(Data for review Opens)

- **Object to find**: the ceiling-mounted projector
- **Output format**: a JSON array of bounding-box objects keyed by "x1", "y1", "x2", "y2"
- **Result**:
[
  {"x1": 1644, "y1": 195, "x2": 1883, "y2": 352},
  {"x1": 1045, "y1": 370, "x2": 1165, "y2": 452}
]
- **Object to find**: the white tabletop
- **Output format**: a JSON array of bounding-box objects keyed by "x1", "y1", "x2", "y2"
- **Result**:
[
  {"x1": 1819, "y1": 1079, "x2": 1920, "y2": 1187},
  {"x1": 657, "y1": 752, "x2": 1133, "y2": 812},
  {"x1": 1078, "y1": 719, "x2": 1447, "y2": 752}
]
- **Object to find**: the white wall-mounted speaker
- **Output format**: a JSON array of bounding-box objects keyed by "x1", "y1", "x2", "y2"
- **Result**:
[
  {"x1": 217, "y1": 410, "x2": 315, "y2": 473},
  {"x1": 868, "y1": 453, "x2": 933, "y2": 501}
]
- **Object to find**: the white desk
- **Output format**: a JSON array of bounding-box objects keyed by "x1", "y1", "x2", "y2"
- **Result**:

(Data for review Closes)

> Problem:
Copy each entry exactly. Omit none.

> Final answer:
- **Object to find**: the ceiling-mounted projector
- **Output format**: a JSON array of bounding-box objects keyed by "x1", "y1", "x2", "y2"
- **Result**:
[
  {"x1": 1644, "y1": 195, "x2": 1883, "y2": 352},
  {"x1": 1045, "y1": 370, "x2": 1165, "y2": 452}
]
- **Object to find**: the white tabletop
- **Output format**: a JSON array of bounding-box objects keyed by "x1", "y1", "x2", "y2"
- **Result**:
[
  {"x1": 1819, "y1": 1079, "x2": 1920, "y2": 1187},
  {"x1": 657, "y1": 752, "x2": 1133, "y2": 812},
  {"x1": 1078, "y1": 719, "x2": 1447, "y2": 752}
]
- **Object to find**: the white wall-mounted speaker
- **Output format**: a JSON array of bounding-box objects keyed by "x1", "y1", "x2", "y2"
- **Result**:
[
  {"x1": 217, "y1": 410, "x2": 315, "y2": 473},
  {"x1": 868, "y1": 453, "x2": 933, "y2": 501}
]
- **Object to find**: the white desk
- **Output format**: a JSON array of bounding-box objects keyed by "x1", "y1", "x2", "y2"
- **Result**:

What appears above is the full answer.